[Segmentation labeling entries]
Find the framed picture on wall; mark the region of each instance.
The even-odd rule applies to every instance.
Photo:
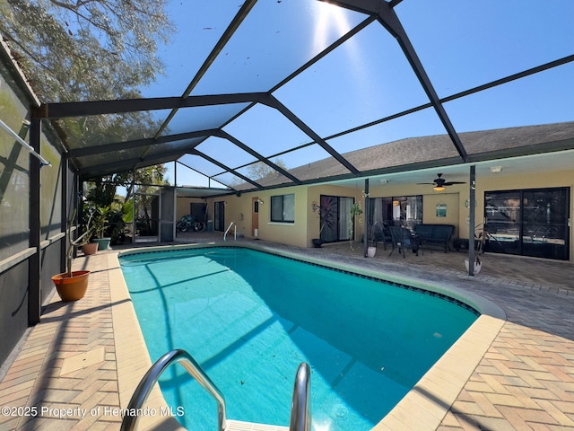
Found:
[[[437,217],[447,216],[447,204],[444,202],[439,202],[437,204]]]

- [Aim of the exercise]:
Format the lines of every item as a numbered list, skipping blank lines and leaving the pictures out of your answer.

- [Result]:
1. Find the framed picture on wall; mark the region of each instance.
2. The even-odd rule applies to every instance.
3. Photo:
4. Found:
5. [[[437,217],[447,216],[447,204],[444,202],[439,202],[437,204]]]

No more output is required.